■ TASK TO COMPLETE: Transcribe the material exactly. Images do not belong in the copy.

(Location annotation dataset excerpts)
▼
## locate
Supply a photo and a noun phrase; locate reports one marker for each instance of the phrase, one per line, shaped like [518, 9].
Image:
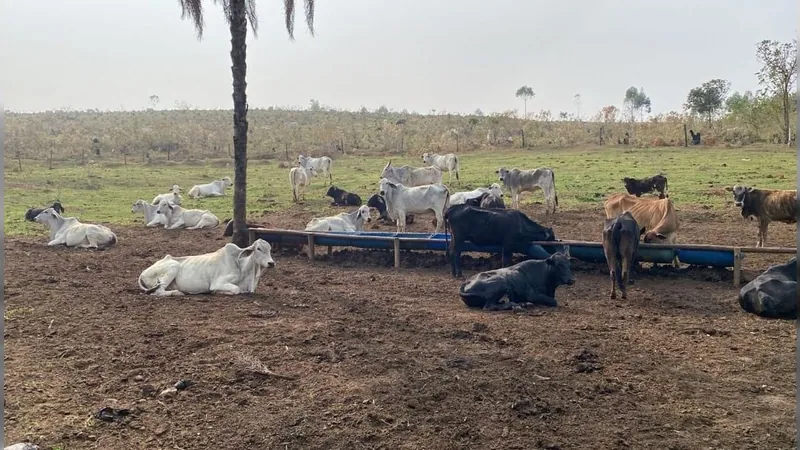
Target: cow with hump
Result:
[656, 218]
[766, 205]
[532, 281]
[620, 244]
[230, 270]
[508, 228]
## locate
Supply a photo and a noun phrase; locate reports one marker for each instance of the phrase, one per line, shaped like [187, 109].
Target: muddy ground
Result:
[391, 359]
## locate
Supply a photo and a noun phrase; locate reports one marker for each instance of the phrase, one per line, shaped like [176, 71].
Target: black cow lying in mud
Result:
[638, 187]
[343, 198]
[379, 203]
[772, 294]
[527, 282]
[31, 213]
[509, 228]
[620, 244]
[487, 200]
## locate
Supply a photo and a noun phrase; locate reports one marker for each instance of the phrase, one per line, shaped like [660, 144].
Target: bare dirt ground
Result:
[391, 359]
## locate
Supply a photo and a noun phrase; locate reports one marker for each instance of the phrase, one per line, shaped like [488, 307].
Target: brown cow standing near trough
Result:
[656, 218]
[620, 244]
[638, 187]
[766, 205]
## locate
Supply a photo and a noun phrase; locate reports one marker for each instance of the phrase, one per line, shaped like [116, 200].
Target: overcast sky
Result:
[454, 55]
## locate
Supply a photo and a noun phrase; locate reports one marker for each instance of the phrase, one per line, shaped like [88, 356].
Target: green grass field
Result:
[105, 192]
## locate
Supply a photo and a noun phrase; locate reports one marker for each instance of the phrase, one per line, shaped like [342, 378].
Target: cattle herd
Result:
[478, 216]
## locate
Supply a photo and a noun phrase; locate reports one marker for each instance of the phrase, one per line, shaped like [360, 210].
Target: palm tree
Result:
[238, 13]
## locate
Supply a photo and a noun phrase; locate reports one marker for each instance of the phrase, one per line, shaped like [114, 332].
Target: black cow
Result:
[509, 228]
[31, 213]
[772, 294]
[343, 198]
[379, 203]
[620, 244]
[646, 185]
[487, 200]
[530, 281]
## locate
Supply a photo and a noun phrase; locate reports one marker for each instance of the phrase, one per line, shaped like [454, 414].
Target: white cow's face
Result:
▲
■ RESPONSE FOR THIS EXERCISE:
## locate
Supply a photo and a noun phrase; locate reports one marker for each instance of the phrase, one per line, shaped like [518, 9].
Image:
Target: cow with hump
Result:
[656, 218]
[766, 205]
[532, 281]
[620, 244]
[230, 270]
[508, 228]
## locate
Supply a photo and a noun phrase; locate reports one marker for each instance of the phrase, one per line, shaped like [187, 109].
Target: muddy ground
Result:
[391, 359]
## locate
Supply a photo and a noun phrase; locate reports one marker for each instance of the phrase, one per line, shaped like [176, 71].
Target: black cow lying in mud
Result:
[638, 187]
[343, 198]
[379, 203]
[772, 294]
[527, 282]
[31, 213]
[509, 228]
[620, 244]
[487, 200]
## locate
Supply a photo and a noun phrase; locate reports one marker for each instance of the phrase, one per line, shaped like [660, 144].
Target: bare dirt ground
Result:
[391, 359]
## locate
Supply a photo and a noun phrase; locate reports one marker for each instance of the phrase, one per line, shaped like [488, 307].
Target: brown cow standing near trough
Result:
[656, 218]
[620, 244]
[638, 187]
[766, 205]
## locate
Supply a photo and a noun phrase; locate reports one marker for each instance of the phrase, one per line, shaped like [116, 200].
Target: overcast sky
Result:
[454, 55]
## locate
Supply a photo and a noun phrase; locate reports one marker for each instance of the phrase, one per line, shaped like [88, 356].
Target: green grass field
Result:
[105, 192]
## locate
Supply a photo and a noun phrase; locate reports one marker for each instance of the phrase, one per line, shaped like [342, 378].
Target: cattle herd
Result:
[478, 216]
## locate
Supply a photo and a noun phrase; locate reports one marker for each instance of the phrase, one per line, shaped like [360, 210].
Target: palm tree
Result:
[238, 13]
## locate
Supply a photo and a noun phrase; locate reports one marker for each instance of the phrase, one per line, shaped like [114, 332].
Target: black cow
Result:
[509, 228]
[31, 213]
[772, 294]
[343, 198]
[379, 203]
[620, 244]
[646, 185]
[487, 200]
[530, 281]
## locate
Supply a photo and a noun phrase; locate reports one marker for each instance of the phrase, one per line, shaped like [454, 414].
Target: white cow's face
Result:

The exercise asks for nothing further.